## What the task asks
Could you substitute "raised hand" for "gesturing hand" and give the lines again with nothing else changed? Begin at the line that has "Agricultural drone survey: scan the aerial photo for man's" and stop after the line that has "237, 202, 305, 255".

## Data records
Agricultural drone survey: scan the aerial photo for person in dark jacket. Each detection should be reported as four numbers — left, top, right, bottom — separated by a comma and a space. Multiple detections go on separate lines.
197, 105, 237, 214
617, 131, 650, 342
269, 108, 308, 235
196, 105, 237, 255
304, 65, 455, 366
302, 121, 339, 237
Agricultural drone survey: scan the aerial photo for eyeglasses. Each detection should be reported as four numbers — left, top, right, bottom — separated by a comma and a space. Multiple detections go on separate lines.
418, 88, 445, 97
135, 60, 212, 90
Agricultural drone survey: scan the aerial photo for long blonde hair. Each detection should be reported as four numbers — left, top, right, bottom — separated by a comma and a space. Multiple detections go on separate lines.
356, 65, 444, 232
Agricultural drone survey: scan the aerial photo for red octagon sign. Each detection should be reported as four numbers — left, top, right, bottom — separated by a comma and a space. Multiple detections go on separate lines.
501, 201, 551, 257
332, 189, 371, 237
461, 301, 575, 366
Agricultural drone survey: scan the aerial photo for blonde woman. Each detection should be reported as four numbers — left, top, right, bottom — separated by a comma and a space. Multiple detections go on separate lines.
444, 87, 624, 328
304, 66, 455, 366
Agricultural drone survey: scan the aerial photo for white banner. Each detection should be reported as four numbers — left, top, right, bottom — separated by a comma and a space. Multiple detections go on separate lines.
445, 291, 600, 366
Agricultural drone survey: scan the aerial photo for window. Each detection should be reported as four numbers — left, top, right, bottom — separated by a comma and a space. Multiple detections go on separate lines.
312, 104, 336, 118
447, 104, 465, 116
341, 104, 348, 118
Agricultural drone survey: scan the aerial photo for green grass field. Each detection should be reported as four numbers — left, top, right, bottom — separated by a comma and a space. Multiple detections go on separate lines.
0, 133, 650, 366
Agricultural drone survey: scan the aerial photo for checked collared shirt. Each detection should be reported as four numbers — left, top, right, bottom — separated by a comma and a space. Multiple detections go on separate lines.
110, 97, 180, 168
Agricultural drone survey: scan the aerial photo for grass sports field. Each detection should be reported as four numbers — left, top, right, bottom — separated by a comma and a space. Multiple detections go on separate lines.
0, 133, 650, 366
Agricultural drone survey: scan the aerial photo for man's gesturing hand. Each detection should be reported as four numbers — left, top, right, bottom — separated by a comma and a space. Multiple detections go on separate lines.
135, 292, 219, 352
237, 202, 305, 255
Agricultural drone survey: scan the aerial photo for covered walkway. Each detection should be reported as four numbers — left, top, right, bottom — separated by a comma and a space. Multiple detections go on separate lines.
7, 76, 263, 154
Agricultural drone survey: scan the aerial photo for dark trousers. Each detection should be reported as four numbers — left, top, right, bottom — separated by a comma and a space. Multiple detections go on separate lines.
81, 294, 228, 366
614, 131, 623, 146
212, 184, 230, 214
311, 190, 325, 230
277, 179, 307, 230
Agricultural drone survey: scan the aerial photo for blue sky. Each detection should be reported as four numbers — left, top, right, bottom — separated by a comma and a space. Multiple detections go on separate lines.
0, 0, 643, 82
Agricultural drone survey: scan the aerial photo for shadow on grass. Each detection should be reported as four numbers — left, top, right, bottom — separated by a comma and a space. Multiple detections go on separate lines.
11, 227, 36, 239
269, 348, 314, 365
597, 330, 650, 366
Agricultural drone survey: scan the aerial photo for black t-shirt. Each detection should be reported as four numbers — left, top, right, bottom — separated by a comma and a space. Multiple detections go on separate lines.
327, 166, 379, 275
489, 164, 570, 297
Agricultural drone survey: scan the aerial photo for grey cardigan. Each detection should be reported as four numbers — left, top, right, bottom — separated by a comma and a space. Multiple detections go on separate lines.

## Answer for this exercise
Agricultural drone survey: scan the aerial photo for man's raised hand. Each detection should be reported as four numbers — left, top, right, bottom — separated by a comma and a space. Multiple detections go on separate lines.
135, 292, 219, 352
237, 202, 305, 255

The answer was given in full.